> [Work to do] Copy the rows below without any change, from the line containing "Target = water" through the end of the rows, with both ends included.

--- start of Dataset records ---

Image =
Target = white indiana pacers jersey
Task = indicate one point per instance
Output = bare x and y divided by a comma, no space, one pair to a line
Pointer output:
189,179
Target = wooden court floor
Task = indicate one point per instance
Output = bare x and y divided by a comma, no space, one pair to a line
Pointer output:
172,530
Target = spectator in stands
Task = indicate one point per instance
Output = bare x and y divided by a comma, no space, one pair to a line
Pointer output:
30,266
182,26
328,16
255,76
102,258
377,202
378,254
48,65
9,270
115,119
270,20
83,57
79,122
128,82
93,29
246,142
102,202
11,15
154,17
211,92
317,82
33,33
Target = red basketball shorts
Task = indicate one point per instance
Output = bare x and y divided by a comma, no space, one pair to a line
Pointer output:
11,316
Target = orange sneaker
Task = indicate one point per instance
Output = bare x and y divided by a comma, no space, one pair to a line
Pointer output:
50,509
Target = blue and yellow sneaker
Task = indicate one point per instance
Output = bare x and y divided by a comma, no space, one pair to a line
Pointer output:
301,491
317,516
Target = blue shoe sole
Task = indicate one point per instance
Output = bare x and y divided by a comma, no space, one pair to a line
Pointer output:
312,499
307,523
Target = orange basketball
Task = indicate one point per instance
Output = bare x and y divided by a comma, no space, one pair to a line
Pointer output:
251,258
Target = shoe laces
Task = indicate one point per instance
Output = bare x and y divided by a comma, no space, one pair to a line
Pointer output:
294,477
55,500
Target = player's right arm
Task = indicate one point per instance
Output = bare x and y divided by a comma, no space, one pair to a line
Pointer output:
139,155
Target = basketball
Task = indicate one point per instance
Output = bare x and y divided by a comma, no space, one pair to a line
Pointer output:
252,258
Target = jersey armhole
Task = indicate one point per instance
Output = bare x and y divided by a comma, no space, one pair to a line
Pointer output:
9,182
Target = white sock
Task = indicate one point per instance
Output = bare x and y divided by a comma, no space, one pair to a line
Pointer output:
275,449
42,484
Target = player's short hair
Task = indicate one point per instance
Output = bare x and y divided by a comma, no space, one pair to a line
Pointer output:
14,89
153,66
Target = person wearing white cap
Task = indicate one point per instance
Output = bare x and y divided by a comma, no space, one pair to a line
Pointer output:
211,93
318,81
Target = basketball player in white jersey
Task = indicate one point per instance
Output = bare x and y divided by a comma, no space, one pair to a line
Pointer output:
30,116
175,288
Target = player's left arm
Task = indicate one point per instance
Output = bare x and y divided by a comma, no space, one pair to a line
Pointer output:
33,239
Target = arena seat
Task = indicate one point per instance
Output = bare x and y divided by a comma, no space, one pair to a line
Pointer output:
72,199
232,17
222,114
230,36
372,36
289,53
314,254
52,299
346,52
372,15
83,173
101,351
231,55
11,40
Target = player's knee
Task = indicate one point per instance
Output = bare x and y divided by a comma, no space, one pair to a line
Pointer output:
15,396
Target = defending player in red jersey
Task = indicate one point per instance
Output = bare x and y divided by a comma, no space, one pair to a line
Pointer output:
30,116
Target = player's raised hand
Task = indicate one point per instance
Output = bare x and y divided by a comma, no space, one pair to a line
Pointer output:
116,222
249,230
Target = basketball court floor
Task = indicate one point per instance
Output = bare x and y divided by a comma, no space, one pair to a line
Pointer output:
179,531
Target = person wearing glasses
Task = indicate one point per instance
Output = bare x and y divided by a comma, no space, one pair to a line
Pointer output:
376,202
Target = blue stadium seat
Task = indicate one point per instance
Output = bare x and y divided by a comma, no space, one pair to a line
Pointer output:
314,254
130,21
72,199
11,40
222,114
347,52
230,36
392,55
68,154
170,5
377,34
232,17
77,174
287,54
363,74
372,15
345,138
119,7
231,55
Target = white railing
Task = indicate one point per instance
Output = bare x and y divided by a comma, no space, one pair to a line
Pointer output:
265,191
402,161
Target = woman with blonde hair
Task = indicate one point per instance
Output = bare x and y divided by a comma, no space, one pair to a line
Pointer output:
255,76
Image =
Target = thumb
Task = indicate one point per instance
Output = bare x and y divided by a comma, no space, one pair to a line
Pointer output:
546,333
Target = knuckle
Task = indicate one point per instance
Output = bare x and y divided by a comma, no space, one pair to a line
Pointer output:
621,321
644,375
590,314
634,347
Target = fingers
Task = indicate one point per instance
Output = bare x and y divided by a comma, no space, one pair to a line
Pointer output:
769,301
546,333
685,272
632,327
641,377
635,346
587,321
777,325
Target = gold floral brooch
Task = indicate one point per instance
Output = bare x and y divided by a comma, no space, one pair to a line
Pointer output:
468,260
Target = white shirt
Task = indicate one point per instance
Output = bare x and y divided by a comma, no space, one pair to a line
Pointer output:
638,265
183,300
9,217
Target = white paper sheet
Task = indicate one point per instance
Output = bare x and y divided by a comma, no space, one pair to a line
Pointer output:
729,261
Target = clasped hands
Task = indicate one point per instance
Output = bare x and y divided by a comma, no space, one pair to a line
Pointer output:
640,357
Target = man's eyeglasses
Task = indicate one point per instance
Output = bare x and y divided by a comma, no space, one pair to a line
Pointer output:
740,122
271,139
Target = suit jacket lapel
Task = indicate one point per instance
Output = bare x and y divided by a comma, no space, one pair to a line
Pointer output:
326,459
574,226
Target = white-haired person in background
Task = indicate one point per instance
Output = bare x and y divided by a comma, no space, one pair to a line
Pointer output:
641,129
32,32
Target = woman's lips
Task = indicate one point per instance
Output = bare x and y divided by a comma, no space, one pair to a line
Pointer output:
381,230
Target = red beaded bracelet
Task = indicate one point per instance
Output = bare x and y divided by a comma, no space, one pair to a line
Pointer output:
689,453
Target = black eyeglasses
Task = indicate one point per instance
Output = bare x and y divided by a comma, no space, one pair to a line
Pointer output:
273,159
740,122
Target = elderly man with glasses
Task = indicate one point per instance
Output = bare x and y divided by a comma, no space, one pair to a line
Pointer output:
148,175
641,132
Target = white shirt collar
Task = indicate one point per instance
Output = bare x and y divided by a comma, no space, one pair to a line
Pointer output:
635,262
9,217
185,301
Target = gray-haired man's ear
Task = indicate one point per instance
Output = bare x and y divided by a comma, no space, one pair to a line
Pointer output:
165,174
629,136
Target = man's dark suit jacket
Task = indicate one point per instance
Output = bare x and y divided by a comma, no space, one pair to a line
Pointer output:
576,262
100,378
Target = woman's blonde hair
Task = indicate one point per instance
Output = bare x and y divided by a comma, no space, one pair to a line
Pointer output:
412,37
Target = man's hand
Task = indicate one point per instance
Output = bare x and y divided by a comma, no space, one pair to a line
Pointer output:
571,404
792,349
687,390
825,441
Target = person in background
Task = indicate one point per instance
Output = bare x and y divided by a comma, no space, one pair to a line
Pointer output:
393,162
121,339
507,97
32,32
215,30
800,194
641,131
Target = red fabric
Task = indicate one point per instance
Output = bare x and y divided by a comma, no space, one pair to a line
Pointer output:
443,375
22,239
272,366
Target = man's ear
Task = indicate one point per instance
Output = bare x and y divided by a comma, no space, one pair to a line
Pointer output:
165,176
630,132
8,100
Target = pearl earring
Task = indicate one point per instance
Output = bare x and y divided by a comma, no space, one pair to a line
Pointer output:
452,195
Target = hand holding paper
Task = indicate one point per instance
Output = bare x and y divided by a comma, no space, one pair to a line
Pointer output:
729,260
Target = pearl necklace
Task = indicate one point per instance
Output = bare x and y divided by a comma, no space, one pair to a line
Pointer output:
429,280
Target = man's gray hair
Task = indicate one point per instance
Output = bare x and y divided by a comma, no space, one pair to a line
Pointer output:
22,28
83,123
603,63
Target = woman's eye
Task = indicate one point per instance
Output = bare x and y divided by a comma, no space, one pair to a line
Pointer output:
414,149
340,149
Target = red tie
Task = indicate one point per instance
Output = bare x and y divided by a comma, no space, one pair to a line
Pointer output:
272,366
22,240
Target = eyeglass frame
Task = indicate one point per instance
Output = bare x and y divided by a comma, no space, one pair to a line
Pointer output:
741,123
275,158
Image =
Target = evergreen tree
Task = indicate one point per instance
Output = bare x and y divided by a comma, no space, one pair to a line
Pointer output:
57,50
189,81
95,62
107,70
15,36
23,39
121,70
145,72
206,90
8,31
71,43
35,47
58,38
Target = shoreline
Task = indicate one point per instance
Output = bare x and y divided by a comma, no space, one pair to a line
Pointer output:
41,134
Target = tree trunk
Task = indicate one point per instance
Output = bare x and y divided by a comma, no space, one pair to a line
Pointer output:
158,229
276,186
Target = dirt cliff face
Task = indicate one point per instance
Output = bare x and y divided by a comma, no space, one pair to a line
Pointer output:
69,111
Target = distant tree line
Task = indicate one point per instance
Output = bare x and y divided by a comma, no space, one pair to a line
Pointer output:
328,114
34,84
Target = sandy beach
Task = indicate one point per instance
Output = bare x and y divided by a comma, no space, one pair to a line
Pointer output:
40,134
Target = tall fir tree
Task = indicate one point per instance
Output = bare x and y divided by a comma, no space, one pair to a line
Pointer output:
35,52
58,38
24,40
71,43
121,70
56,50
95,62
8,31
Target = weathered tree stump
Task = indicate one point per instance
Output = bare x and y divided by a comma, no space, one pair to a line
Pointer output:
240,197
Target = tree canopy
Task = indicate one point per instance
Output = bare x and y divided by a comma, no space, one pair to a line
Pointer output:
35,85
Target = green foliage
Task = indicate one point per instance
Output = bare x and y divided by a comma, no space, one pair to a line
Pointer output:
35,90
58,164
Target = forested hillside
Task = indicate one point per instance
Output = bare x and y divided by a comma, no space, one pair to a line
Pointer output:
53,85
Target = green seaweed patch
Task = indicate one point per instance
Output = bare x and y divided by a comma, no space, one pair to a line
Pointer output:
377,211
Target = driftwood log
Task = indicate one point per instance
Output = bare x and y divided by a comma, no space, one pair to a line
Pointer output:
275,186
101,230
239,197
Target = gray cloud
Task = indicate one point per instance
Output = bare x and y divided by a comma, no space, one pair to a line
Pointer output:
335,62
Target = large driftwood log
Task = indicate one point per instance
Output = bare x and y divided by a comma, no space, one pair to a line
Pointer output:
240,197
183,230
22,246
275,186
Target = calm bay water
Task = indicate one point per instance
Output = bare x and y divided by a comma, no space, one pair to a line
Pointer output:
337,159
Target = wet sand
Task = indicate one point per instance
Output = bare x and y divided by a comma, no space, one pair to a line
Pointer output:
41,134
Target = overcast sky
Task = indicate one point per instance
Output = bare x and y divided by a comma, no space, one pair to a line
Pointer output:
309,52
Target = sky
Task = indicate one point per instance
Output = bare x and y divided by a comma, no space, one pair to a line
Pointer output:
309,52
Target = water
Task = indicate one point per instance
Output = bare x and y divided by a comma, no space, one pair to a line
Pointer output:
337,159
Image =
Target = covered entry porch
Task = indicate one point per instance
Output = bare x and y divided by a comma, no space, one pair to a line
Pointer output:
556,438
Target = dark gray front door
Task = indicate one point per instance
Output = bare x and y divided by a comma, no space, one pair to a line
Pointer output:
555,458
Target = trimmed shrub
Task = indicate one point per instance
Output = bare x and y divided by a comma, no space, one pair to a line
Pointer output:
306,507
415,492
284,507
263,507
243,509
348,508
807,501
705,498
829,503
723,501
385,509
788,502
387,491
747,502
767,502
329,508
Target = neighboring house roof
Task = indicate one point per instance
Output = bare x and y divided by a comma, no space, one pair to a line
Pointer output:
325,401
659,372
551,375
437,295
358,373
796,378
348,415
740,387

--- end of Dataset records ---

> [Exercise output]
Target = water
Task = indicate one point per instance
Output = bare x and y divided by a comma, no space, one pair to a line
Pointer output:
337,159
Image =
Target = covered entry porch
Task = indicate one point per instance
Output = bare x and y divided by a comma, no space, one pair to a line
Pointer output:
556,438
Target = dark gray front door
Task = indicate one point per instance
Output = bare x and y divided by a comma, no space, one pair to a line
Pointer output:
555,458
Target = trimmed shrub
Task = indicate one point per instance
Output = bare x and y divided by a comma, no space, one pair to a line
Pointer output:
306,507
415,492
284,507
263,507
243,509
348,508
807,501
705,498
829,503
723,501
385,509
788,502
387,491
747,502
767,502
329,508
Target = neighboring house roof
Task = indicate one point per instance
Output = bare x and y divided by a comma, no space, one pair to a line
Pointer output:
325,401
659,372
551,375
437,295
358,373
796,378
348,415
740,387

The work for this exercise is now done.